Given data.
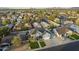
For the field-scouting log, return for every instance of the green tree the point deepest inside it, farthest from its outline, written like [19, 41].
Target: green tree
[5, 22]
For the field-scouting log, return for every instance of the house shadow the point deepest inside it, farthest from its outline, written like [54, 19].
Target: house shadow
[74, 46]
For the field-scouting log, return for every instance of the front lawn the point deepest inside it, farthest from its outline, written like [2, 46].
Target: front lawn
[42, 43]
[34, 44]
[74, 37]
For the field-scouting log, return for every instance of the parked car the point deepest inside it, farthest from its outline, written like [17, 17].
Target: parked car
[5, 46]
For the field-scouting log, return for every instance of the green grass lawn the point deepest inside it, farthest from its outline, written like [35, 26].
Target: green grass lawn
[42, 43]
[34, 45]
[74, 37]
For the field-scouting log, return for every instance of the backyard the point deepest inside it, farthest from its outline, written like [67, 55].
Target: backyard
[74, 37]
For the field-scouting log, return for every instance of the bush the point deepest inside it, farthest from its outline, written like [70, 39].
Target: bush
[34, 44]
[42, 43]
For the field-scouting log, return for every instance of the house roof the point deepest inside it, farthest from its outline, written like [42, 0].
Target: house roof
[62, 30]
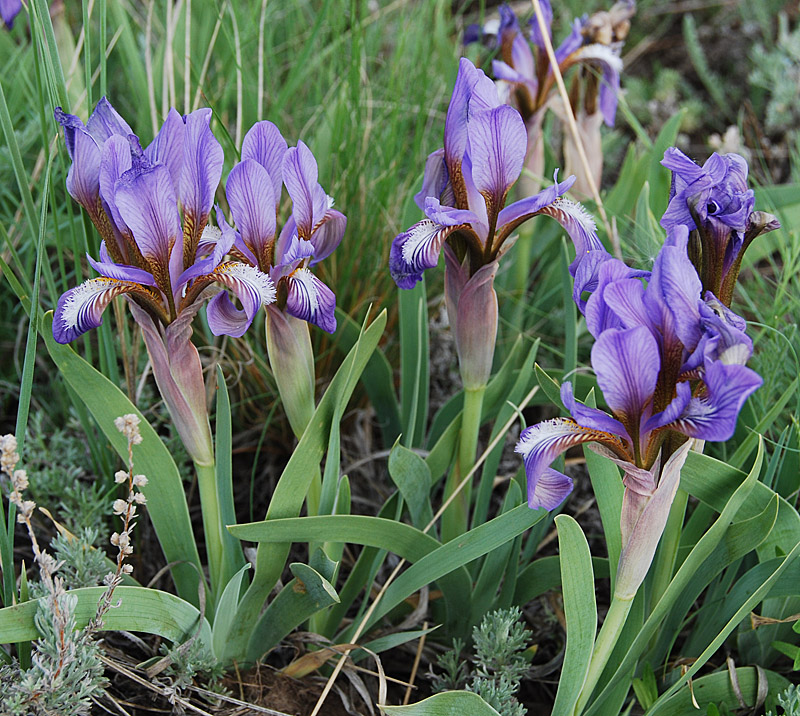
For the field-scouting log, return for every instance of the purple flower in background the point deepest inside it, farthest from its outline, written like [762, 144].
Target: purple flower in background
[527, 81]
[9, 9]
[466, 184]
[310, 234]
[463, 195]
[715, 204]
[667, 361]
[151, 207]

Work to be completed. Set down every entry above again exactly, dropping each picture.

Reply to the task.
For the field-scouting log, return for every instance of the green tree the point deepest inside it, farthest from its outline, written like [19, 41].
Target: green tree
[5, 22]
For the field-scouting log, return for every instance of the house shadow the point deepest inside it, farthest from its outline, written like [54, 19].
Target: house shadow
[74, 46]
For the field-scouting log, return for every instance of the front lawn the point deepest inside it, farthest from its outline, written like [2, 46].
Target: front lawn
[42, 43]
[34, 44]
[74, 37]
For the field-scouting log, return for every instance of the parked car the point deepest inside it, farthest from its outline, written like [17, 17].
Target: parked car
[5, 46]
For the field-scouting log, return for every instance of the green grass lawn the point deepest inside it, farthest from its outline, written like [35, 26].
Target: green grass lawn
[42, 43]
[34, 45]
[74, 37]
For the field-scouting log, return for every instance of the backyard the point deepest inside it, farthest from its outline, written like [67, 55].
Target: backyard
[74, 37]
For the field-scouting log, return for every instance of the bush the point deepest inside it, farthest from its outline, written like [70, 39].
Target: bush
[34, 44]
[42, 43]
For the field-scouting log, return for every instance of the house roof the point deepest inside it, farthest from its outline, written like [42, 0].
Target: house roof
[62, 30]
For the field-scouting log, return for every instance of the purple flower in background the point deepest inside it, farthest from its outline, written like [762, 144].
Target: purple flower in background
[527, 81]
[9, 9]
[466, 184]
[310, 234]
[463, 195]
[715, 204]
[667, 361]
[151, 207]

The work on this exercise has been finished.